>> START SUPPLIED INFORMATION

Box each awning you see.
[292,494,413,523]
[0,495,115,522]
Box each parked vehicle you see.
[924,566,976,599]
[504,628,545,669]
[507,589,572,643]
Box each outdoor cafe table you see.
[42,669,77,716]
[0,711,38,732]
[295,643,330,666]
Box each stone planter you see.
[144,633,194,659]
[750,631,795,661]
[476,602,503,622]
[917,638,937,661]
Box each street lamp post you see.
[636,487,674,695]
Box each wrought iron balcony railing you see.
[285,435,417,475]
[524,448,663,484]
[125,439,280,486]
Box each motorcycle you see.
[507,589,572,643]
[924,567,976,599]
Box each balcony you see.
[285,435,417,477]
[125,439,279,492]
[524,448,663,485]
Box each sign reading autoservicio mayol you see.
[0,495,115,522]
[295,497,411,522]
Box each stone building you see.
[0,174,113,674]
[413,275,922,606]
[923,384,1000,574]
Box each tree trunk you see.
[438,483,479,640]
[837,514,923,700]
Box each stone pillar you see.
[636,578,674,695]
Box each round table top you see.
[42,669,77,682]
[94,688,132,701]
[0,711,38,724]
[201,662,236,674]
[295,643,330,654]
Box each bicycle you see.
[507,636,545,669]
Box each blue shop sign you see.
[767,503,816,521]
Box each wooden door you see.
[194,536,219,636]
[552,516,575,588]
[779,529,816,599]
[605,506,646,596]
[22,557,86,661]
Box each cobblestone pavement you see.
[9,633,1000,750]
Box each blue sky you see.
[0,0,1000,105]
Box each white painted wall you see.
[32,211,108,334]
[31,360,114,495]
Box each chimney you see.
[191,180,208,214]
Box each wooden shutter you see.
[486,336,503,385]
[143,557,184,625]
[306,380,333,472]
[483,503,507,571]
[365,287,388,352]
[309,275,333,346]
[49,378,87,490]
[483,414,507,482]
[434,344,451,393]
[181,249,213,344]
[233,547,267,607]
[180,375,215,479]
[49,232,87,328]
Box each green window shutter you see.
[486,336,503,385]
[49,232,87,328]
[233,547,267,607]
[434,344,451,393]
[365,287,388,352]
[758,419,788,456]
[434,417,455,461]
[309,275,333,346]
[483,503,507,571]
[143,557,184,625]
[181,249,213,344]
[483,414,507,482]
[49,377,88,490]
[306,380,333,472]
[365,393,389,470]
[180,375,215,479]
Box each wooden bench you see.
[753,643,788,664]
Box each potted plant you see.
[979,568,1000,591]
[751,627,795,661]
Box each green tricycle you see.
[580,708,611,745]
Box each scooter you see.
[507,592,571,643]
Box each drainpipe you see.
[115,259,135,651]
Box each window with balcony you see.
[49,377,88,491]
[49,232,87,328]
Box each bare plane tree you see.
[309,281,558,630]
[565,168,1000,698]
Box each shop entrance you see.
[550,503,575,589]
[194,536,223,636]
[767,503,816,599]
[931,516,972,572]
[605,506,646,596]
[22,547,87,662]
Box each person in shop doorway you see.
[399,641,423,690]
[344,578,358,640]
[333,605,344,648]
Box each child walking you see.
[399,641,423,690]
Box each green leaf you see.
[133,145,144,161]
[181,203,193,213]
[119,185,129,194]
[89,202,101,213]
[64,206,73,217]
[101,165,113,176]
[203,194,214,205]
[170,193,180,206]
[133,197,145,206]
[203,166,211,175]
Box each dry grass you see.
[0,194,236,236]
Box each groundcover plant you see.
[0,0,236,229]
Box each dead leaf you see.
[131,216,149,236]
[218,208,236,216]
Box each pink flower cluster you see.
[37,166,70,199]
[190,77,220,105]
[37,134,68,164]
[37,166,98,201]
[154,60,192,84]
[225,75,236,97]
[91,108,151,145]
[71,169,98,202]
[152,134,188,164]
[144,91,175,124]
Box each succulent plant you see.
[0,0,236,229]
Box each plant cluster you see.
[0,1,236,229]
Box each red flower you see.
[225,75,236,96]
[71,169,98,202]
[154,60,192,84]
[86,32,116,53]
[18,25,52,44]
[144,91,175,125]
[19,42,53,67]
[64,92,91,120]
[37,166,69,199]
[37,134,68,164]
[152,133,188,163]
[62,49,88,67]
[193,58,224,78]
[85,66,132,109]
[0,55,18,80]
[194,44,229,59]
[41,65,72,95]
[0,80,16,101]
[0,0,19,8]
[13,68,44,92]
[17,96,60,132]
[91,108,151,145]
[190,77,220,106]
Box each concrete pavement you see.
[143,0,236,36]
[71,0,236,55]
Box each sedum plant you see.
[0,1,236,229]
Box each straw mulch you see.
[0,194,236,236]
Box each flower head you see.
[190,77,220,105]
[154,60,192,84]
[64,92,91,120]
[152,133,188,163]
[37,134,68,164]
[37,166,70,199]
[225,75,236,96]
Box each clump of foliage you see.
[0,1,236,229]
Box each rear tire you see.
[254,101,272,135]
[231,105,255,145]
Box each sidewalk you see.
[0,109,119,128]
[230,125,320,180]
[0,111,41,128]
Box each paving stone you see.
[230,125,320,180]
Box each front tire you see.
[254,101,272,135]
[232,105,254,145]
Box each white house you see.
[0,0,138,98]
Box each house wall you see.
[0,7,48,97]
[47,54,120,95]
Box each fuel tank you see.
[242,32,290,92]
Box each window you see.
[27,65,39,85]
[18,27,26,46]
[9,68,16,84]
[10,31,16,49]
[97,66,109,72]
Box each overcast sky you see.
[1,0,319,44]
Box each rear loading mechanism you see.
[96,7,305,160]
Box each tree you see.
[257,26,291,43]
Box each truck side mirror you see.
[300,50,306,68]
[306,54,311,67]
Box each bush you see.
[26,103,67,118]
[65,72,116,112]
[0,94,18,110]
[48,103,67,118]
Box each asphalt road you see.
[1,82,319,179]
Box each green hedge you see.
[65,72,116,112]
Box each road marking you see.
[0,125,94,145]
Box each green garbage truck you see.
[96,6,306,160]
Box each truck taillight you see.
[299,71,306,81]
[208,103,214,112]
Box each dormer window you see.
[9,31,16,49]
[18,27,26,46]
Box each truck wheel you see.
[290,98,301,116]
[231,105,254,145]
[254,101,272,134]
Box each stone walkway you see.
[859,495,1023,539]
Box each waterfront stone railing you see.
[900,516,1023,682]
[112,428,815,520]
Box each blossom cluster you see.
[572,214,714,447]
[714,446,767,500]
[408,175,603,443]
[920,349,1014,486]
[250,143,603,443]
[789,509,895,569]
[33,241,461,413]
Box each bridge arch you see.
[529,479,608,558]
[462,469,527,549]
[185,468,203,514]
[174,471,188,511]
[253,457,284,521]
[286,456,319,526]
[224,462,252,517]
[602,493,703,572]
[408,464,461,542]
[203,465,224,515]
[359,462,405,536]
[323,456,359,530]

>> END SUPPLIED INFORMATION

*WRITTEN EXERCISE*. Can you convert the items from the line with "Box each red flower you see." up to and including the line with "[0,0,138,98]" into a Markdown table with the columns Row and Line, skipping any blank lines?

*COMPLETE RESPONSE*.
| Row | Line |
|---|---|
| 1 | Box each red flower you see. |
| 2 | [225,75,236,96] |
| 3 | [71,169,98,202] |
| 4 | [154,60,192,84] |
| 5 | [86,32,116,53] |
| 6 | [18,25,52,44] |
| 7 | [144,91,175,125] |
| 8 | [19,42,53,67] |
| 9 | [64,92,91,120] |
| 10 | [37,166,69,199] |
| 11 | [37,134,68,164] |
| 12 | [152,133,188,163] |
| 13 | [62,49,88,67] |
| 14 | [193,58,224,78] |
| 15 | [85,66,132,109] |
| 16 | [0,55,18,80] |
| 17 | [194,44,229,59] |
| 18 | [41,65,72,95] |
| 19 | [0,80,16,101] |
| 20 | [0,0,19,8] |
| 21 | [13,68,44,92] |
| 22 | [17,96,60,132] |
| 23 | [91,108,151,145] |
| 24 | [190,77,220,106] |
| 25 | Box each concrete pavement you see. |
| 26 | [143,0,236,36] |
| 27 | [71,0,236,55] |
| 28 | Box each sedum plant you see. |
| 29 | [0,1,236,229] |
| 30 | Box each straw mulch you see. |
| 31 | [0,194,236,236] |
| 32 | Box each flower head you see. |
| 33 | [190,77,220,105] |
| 34 | [154,60,192,84] |
| 35 | [64,92,91,120] |
| 36 | [152,133,188,163] |
| 37 | [37,134,68,164] |
| 38 | [37,166,70,199] |
| 39 | [225,75,236,96] |
| 40 | Box each clump of foliage you see. |
| 41 | [0,1,236,229] |
| 42 | Box each rear tire you see. |
| 43 | [254,101,272,135] |
| 44 | [231,105,255,145] |
| 45 | Box each sidewalk you see. |
| 46 | [0,109,119,128] |
| 47 | [230,125,320,180] |
| 48 | [0,111,41,128] |
| 49 | Box each paving stone you see. |
| 50 | [230,125,320,180] |
| 51 | Box each front tire you see. |
| 52 | [254,101,272,135] |
| 53 | [232,105,254,145] |
| 54 | Box each white house you see. |
| 55 | [0,0,138,98] |